Today Prescod produces and hosts the nationally syndicated radio program “Sojourner Truth,” heard locally on KPFK 90.7 FM.

In the 1950s and ’60s, Prescod and her family lived in a little village in Barbados, her birthplace. Her parents owned the sole radio in their village. Whenever a hurricane was about to strike, Prescod’s father was the first to hear about it on the family radio. Theirs was a chattel house—a small, movable wooden structure, not that strong, Prescod recalled. “But before my father prepared our family and our house, he went around the village to warn everyone. This was a big lesson for me and my sister: It’s not only about you; it’s about the community.”

Prescod, known today for her activism on the air and in the community, was shaped by those early years. “In our village we held on to the old African ways: to share everything we had. Before we ate our dinner, my mother had my sister and me take food across the street to an elder. ‘You take this first before you take one spoonful to your mouth,’ she told us.”

- DATA FOR ANALYSIS
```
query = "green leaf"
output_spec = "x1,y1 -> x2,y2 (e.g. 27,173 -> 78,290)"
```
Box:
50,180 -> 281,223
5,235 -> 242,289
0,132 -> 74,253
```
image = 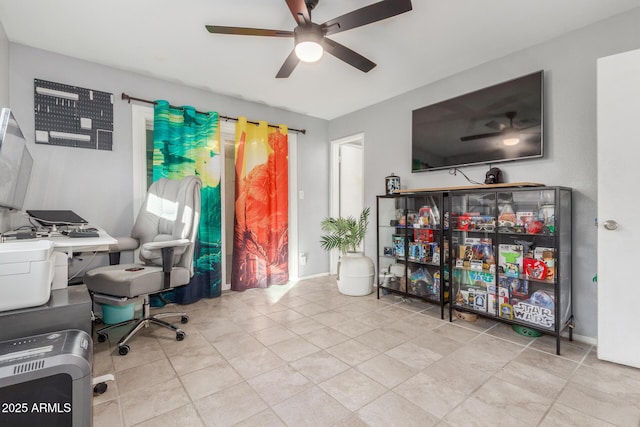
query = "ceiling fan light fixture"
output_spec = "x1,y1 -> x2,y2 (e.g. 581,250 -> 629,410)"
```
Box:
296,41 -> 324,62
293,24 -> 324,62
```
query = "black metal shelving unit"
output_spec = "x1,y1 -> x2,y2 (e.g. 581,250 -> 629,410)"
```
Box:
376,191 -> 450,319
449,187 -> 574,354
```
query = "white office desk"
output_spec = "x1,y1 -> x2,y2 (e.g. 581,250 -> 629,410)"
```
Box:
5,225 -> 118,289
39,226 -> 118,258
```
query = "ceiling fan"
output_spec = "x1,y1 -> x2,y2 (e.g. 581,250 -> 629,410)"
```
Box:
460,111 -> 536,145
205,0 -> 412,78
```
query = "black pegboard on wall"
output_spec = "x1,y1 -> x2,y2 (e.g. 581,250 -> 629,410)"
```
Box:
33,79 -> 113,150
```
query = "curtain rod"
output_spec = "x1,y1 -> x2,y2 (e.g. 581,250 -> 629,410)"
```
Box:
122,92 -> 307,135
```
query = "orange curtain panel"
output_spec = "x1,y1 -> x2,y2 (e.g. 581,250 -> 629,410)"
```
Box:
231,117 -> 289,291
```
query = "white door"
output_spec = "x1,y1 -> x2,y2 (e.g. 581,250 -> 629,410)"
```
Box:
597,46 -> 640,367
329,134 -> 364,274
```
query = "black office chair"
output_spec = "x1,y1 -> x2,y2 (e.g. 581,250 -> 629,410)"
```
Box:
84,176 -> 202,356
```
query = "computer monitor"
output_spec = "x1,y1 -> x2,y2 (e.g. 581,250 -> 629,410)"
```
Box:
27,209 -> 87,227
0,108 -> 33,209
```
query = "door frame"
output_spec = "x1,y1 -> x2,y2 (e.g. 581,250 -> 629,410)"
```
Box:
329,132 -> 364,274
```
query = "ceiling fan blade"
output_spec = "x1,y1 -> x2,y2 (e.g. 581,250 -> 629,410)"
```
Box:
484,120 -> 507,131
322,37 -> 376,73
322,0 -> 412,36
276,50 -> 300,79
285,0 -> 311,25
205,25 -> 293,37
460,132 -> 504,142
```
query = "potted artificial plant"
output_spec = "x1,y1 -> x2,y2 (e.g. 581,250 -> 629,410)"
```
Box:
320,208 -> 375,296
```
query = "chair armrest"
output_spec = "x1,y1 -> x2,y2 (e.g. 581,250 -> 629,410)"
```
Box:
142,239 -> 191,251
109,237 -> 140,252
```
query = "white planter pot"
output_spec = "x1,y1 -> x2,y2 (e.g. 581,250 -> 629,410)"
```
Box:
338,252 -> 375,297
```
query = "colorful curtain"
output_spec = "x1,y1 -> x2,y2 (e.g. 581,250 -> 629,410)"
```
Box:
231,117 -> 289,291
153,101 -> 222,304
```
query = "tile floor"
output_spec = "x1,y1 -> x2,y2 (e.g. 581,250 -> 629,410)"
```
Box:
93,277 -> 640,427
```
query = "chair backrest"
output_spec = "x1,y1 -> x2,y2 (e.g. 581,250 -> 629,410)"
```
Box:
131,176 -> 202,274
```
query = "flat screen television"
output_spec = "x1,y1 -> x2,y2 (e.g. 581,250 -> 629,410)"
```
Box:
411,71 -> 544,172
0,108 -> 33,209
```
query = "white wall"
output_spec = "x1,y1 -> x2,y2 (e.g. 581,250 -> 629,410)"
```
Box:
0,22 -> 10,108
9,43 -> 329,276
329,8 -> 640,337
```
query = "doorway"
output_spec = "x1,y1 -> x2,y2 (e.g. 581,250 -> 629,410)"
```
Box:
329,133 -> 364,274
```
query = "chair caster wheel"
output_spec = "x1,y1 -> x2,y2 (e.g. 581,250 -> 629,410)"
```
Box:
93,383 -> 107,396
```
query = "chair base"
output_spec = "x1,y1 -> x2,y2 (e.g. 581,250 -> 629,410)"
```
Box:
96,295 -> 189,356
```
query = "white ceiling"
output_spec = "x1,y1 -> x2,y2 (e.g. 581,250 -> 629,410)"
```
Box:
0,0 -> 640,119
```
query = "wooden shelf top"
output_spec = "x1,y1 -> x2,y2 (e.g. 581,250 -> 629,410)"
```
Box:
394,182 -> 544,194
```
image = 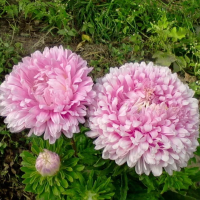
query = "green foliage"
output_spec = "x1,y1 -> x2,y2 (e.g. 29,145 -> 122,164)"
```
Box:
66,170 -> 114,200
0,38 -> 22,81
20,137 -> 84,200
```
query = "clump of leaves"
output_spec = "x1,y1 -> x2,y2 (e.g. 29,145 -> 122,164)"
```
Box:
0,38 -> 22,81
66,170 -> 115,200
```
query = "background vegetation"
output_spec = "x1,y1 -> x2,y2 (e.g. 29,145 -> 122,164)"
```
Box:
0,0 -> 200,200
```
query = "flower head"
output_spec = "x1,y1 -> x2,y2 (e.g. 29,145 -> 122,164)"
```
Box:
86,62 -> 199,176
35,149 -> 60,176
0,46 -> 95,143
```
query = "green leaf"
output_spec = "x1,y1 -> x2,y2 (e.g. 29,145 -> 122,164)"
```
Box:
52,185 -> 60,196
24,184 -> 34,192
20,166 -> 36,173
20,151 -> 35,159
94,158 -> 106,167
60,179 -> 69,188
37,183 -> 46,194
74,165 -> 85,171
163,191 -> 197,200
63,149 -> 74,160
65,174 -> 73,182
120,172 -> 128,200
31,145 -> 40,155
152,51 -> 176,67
---
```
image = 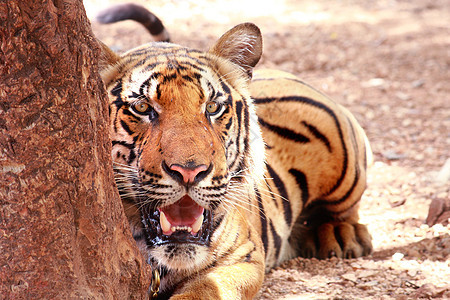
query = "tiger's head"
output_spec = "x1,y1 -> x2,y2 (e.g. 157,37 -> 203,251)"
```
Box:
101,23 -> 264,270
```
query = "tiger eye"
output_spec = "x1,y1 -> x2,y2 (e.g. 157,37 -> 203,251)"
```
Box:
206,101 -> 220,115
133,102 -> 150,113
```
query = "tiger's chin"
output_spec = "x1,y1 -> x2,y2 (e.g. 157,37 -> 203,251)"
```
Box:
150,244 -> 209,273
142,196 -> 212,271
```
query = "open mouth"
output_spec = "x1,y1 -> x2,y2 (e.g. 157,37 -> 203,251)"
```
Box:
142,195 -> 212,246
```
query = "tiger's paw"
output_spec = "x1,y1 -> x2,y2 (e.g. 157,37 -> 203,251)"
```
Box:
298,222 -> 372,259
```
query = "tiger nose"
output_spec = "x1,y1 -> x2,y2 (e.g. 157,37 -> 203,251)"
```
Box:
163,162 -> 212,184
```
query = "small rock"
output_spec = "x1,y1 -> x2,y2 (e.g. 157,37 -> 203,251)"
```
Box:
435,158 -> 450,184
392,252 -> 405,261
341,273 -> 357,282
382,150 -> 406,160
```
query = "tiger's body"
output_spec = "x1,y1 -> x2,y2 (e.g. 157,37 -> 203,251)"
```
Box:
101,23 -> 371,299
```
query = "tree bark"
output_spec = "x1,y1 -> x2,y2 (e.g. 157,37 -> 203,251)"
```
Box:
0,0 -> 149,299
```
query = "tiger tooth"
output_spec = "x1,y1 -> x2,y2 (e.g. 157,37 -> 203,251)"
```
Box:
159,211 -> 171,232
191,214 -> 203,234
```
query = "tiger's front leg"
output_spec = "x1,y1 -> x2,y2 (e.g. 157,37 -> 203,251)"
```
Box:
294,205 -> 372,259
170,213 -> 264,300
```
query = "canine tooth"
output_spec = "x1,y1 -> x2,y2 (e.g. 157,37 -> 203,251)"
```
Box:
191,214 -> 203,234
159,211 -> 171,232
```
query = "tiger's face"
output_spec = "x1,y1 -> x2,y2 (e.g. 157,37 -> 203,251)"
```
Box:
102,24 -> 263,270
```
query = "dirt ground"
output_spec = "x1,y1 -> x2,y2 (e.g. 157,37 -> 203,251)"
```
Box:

- REQUIRED ACTIONS
- A) In the Prescod profile, what did Prescod's father do before preparing his family and house for an approaching hurricane?
- B) Carry the Prescod profile forward from its last sentence.

- RESPONSES IN ORDER
- A) He went around the village to warn everyone.

- B)
As a young teenager, Prescod, her mother and her sister immigrated as economic refugees to Brooklyn, NY. Within two weeks of their arrival, she and her sister had become activists. A medical center was in the process of being constructed, but those in charge were refusing to hire Black people. “My sister and I would block cement trucks. More than 700 people were arrested that summer.”

Prescod recalls her all-girls school in Brooklyn, where Black people were few. The school’s academic counselor told Prescod and her sister there was no reason to take college prep classes—they would become domestics anyway. But their activist aunt marched to the high school and told the counselor and principal that her nieces absolutely would take the classes they needed for college.

Prescod graduated high school at age 16 and college at 20. She had wanted to be a school teacher like her parents. She was hired to teach first, second and third graders at PS155 in Brooklyn.

“I got a real political education there,” she said.

A fight was going on for community control of schools, and Prescod’s school was one of three at the center of that struggle: The teachers union versus the community.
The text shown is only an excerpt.